* _EXERCISE TASK_: Reproduce every one of the rows below word for word, leaving the pictures out of your copy.

------------

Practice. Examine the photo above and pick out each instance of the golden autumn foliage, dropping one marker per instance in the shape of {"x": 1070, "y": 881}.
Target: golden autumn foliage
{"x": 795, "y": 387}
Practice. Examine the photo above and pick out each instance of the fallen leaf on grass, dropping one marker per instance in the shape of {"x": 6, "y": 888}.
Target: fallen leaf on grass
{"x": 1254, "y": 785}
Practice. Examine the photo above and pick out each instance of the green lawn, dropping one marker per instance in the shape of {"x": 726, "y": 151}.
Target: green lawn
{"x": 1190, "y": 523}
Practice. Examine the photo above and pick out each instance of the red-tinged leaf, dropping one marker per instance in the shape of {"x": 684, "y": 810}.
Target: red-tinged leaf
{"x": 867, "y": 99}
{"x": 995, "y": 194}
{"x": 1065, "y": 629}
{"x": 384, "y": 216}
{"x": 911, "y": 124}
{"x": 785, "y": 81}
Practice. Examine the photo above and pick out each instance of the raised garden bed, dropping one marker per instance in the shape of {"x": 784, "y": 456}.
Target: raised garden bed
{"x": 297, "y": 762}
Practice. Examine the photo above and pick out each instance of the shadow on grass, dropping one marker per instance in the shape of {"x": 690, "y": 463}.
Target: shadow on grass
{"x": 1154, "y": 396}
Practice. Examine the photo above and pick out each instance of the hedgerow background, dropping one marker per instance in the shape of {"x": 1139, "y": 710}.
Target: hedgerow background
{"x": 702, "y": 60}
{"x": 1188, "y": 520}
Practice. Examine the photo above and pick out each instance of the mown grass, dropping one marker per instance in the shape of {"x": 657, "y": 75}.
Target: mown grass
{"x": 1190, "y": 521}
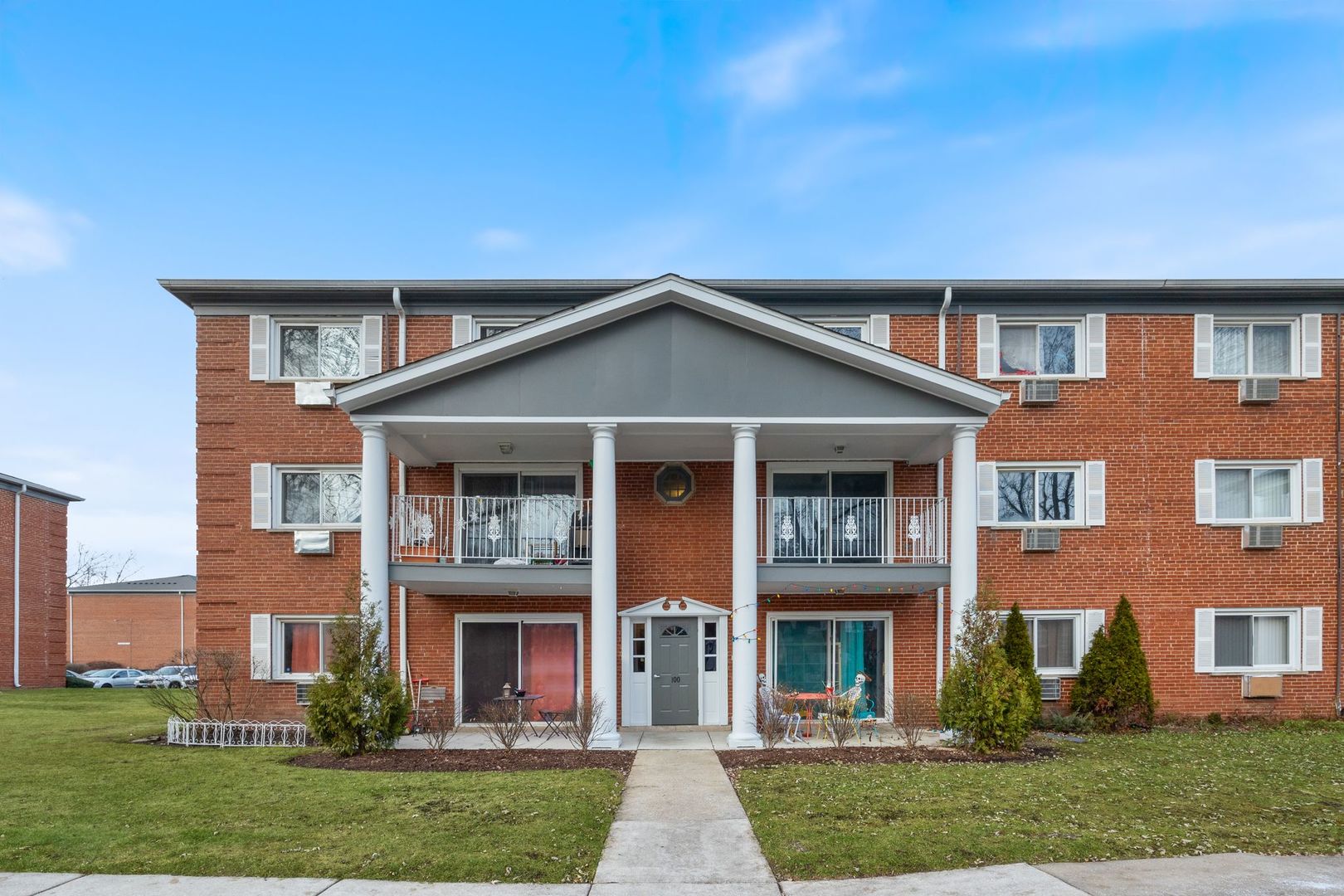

------------

* _ANSWER IN FULL_:
Practice. Examine the photo above and pick out each instance of the golden autumn foliage, dropping one marker per instance in the shape of {"x": 1070, "y": 881}.
Target: golden autumn foliage
{"x": 795, "y": 387}
Practice. Examine the photo above and pick out each instance of the fallen leaf on grass, dropping one marker per instance in the shape of {"x": 6, "y": 888}.
Target: fallen leaf on grass
{"x": 1254, "y": 785}
Practice. Examine the photo above and pick out each instance of the green lawn, dropping one marker per instance in the shape of {"x": 726, "y": 151}.
Target: green lawn
{"x": 1190, "y": 523}
Practice. Examine the photo above and pick out each instance of the red-tinged leaf, dropping one marker per instance in the shape of {"x": 684, "y": 810}.
Target: red-tinged leaf
{"x": 867, "y": 99}
{"x": 995, "y": 194}
{"x": 1065, "y": 629}
{"x": 384, "y": 216}
{"x": 911, "y": 124}
{"x": 785, "y": 81}
Practice. Examine the photo above and pick out each instance of the raised garden bed, dropping one marker per instance in the shape of {"x": 784, "y": 456}.
Target: raised garden bed
{"x": 297, "y": 762}
Practice. Examine the photo above and pick out each instance of the shadow on grass, dropping one marker per instance in the shape of {"x": 690, "y": 463}.
Target: shadow on grass
{"x": 1154, "y": 396}
Practice. Examine the photo above and pick out each instance of the hedgerow background, dropping one marker per instance in the shape of {"x": 1139, "y": 710}.
Target: hedgerow background
{"x": 702, "y": 60}
{"x": 1188, "y": 520}
Practice. Examine the photo above and pick out each instance of the mown grass, dropping one marker per instance in the shape of {"x": 657, "y": 75}.
Target: mown grass
{"x": 1190, "y": 521}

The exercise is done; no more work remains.